## PETUNJUK LATIHAN
Perbarui baris di antara baris yang memuat "Target: green grass" dan baris yang memuat "(1008, 278)", inklusif, dengan mengganti "leafy plant" menjadi "leafy shrub". Sajikan ulang hanya baris-baris tersebut tanpa perubahan lain.

(Data Terekam)
.....

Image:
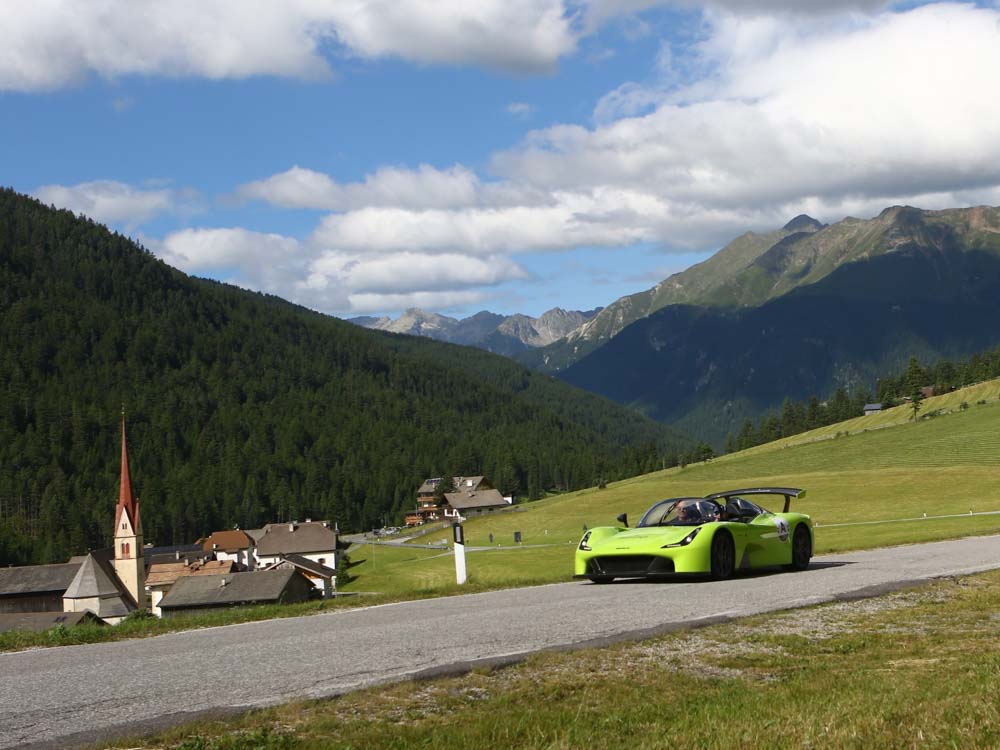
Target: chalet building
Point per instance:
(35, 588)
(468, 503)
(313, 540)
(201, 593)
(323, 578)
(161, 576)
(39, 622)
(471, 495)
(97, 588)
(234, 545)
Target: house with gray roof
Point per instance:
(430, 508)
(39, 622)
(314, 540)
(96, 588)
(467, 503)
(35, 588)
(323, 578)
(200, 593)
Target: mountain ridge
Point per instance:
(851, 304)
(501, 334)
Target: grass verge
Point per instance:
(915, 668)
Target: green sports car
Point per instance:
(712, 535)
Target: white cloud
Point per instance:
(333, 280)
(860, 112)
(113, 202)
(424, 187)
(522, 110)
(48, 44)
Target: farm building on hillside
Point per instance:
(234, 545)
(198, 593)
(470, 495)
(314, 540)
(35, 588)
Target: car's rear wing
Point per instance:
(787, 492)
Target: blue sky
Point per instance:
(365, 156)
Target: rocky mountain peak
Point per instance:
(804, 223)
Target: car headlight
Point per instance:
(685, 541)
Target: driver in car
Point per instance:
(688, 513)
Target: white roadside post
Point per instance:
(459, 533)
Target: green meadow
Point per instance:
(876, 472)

.....

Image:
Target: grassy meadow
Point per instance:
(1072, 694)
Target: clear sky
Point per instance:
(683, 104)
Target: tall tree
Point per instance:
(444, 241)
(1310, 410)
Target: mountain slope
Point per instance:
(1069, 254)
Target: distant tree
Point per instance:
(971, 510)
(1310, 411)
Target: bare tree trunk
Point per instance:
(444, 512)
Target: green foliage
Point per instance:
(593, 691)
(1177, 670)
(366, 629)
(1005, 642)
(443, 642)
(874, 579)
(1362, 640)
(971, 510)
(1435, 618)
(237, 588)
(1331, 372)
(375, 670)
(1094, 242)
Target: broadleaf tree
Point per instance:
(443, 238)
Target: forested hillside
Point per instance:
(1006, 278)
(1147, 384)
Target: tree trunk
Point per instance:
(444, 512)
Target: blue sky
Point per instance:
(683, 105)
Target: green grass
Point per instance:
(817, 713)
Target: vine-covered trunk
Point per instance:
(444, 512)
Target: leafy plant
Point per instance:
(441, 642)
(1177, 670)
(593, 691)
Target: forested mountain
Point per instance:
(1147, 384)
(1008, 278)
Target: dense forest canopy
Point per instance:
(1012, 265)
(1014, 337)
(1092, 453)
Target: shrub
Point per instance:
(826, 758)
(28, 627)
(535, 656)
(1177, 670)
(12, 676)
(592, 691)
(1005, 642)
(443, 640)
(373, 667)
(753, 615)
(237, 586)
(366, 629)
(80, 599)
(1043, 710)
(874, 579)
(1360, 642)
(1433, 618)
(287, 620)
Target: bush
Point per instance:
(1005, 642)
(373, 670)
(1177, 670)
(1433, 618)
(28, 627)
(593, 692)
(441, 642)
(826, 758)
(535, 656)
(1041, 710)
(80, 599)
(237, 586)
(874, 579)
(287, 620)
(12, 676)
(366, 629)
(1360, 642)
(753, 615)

.....

## JAWABAN TUGAS
Target: green grass
Point per instance:
(817, 713)
Target: vine-covered trunk
Point per instance:
(444, 512)
Target: leafy shrub
Point per instance:
(441, 642)
(1177, 670)
(593, 691)
Target: forested mountain
Point per instance:
(1147, 384)
(1008, 278)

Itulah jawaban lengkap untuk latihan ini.